SOURCE TEXT =
_ _ _

This idea looks fine to me, but I hate duplicating the logic
from SCSI here.  Any chance you could try to factor the logic
into a common helper?


> +	struct async_scan_task *task = kzalloc(sizeof(*task), GFP_KERNEL);
> +	if (!task)

Always keep an empty line after function declarations.



^ permalink raw reply	[flat|nested] 5+ messages in thread

* Re: [PATCH RFC 1/1] nvme-core: register namespaces in order during async scan
  2025-09-22 17:30   ` Christoph Hellwig
@ 2025-09-26  8:43     ` Maurizio Lombardi
  2025-10-03 10:14       ` Christoph Hellwig
  0 siblings, 1 reply; 5+ messages in thread
From: Maurizio Lombardi @ 2025-09-26  8:43 UTC (permalink / raw)
  To: Christoph Hellwig, Maurizio Lombardi; +Cc: kbusch, sagi, hare, linux-nvme

On Mon Sep 22, 2025 at 7:30 PM CEST, Christoph Hellwig wrote:
> This idea looks fine to me, but I hate duplicating the logic
> from SCSI here.  Any chance you could try to factor the logic
> into a common helper?

Ok, let's try. What do you think about something like this?
I am not good with function names so I am open to suggestions:



lib: Introduce completion chain helper

Introduce a new helper library, the completion chain, designed
to serialize asynchronous operations that must execute
in a strict First-In, First-Out (FIFO) order.

Certain workflows, particularly in block or
storage drivers, require asynchronous operations to complete in the
same sequence they were submitted.

_ _ _

RECORDED DATA =
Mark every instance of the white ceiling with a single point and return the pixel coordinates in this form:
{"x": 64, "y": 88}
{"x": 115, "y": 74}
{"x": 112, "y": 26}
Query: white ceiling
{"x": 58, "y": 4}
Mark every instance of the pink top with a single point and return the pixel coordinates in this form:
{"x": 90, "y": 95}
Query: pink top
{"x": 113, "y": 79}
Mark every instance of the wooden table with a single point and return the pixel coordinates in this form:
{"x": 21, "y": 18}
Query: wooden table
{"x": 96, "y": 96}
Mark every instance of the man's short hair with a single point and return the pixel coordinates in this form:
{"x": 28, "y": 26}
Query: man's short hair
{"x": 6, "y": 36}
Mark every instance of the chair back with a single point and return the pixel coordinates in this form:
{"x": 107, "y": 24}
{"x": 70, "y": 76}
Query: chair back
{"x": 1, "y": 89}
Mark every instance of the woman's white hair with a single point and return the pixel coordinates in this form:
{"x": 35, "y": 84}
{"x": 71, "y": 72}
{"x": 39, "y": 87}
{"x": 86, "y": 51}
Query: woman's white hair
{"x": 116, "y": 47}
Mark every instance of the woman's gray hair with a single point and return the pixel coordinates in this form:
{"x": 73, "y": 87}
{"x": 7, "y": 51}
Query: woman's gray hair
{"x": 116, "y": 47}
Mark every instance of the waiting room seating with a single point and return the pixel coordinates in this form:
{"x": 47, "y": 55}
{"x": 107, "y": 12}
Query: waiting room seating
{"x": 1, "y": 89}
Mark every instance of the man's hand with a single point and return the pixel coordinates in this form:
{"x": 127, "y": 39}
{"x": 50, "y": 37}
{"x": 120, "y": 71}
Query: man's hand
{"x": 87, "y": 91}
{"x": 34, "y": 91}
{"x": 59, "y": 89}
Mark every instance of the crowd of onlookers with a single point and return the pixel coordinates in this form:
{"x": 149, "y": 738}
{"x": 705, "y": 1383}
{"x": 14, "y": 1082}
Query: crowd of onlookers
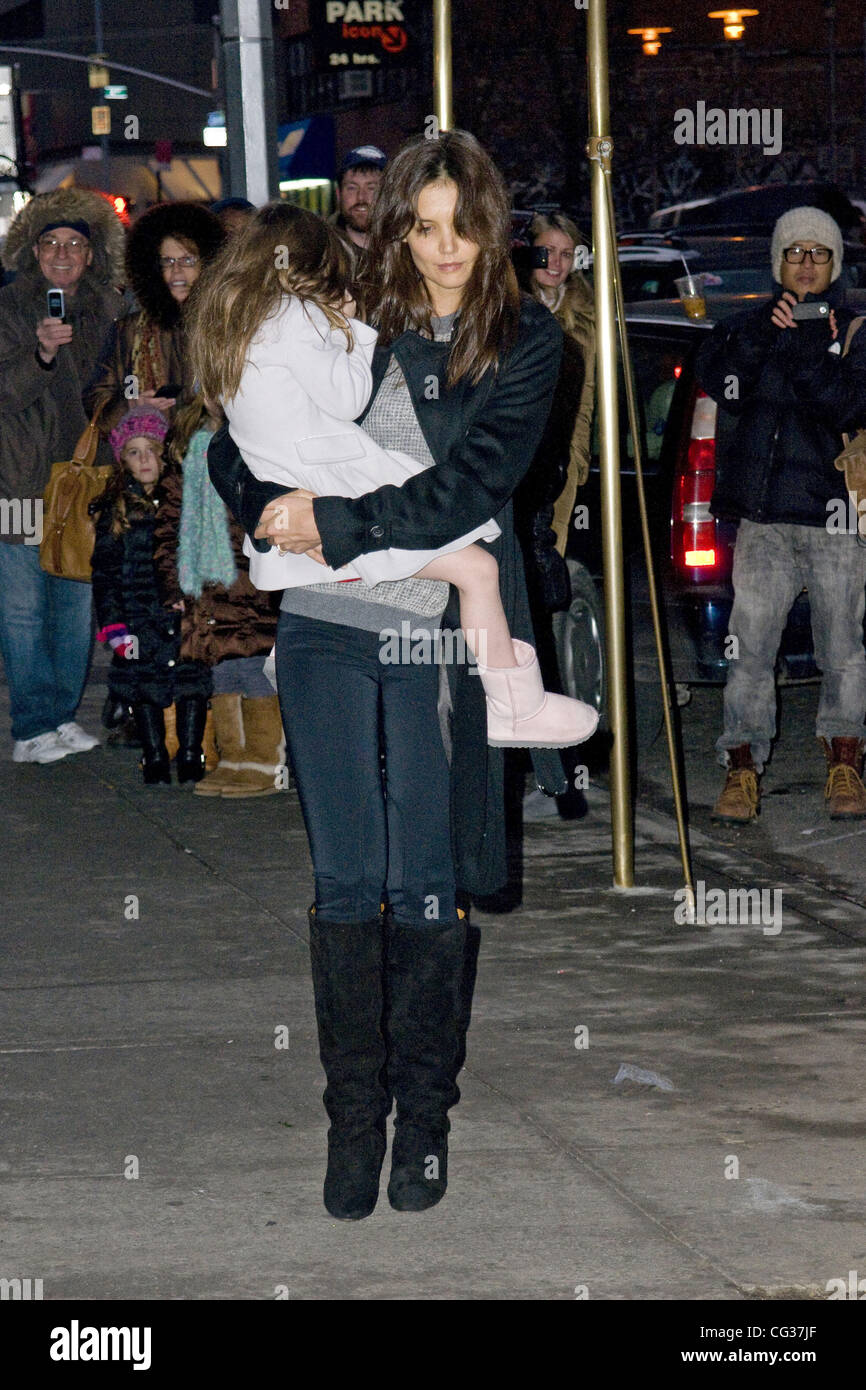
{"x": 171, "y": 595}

_ _ _

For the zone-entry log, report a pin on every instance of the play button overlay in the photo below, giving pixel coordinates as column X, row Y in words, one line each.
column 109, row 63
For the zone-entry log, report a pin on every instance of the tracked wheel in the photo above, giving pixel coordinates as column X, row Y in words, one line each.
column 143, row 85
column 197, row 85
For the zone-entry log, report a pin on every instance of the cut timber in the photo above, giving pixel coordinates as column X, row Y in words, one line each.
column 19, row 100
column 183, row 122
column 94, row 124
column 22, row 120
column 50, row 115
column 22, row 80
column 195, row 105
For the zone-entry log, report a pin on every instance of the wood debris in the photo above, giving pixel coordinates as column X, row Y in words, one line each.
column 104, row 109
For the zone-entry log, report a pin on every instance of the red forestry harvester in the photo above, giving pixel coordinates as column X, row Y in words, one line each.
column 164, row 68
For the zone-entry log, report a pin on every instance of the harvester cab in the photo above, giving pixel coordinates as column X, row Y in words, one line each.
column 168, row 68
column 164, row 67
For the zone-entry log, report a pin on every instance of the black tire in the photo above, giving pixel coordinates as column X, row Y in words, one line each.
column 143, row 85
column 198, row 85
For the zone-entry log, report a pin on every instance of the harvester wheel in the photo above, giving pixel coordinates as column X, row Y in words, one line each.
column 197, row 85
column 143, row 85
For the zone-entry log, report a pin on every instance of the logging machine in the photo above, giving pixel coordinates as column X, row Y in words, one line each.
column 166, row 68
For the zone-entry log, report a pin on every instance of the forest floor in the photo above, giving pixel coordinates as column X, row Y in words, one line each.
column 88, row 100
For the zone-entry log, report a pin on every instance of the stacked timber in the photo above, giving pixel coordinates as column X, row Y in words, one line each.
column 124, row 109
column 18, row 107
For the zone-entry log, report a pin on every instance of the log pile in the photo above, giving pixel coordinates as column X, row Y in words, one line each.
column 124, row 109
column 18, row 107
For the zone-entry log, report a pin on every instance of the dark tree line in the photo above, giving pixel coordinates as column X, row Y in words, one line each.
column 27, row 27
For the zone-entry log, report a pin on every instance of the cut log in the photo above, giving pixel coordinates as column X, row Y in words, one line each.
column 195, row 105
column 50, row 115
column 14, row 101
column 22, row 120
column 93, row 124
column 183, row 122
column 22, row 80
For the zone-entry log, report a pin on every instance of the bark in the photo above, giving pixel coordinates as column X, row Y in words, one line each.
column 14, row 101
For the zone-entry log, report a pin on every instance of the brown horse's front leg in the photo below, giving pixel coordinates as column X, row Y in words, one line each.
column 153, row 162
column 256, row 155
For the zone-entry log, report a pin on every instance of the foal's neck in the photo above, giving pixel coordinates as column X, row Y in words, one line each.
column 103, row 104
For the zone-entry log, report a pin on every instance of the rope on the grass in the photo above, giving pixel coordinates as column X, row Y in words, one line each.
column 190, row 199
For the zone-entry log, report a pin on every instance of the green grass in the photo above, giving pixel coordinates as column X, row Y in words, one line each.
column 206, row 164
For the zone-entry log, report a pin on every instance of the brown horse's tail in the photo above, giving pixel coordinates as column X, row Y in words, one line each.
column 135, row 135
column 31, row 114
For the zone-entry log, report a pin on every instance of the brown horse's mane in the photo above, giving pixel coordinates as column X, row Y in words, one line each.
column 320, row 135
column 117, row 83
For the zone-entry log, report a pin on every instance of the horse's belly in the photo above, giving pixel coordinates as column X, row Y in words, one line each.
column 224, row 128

_ _ _

TASKS TO CARRY OUT =
1. Can you write out the passage of the patch thread between "lib: Introduce completion" and "First-Out (FIFO) order.", inclusive, word for word?
2. Can you extract the lines of the listing between the line holding "of the horse's" and the line holding "column 224, row 128", inclusive, and repeat them verbatim?

RESULTS OF THE EXERCISE =
1.
lib: Introduce completion chain helper

Introduce a new helper library, the completion chain, designed
to serialize asynchronous operations that must execute
in a strict First-In, First-Out (FIFO) order.

2.
For the zone-entry log, report a pin on every instance of the horse's belly in the photo above, giving pixel coordinates as column X, row Y in words, one line each.
column 224, row 128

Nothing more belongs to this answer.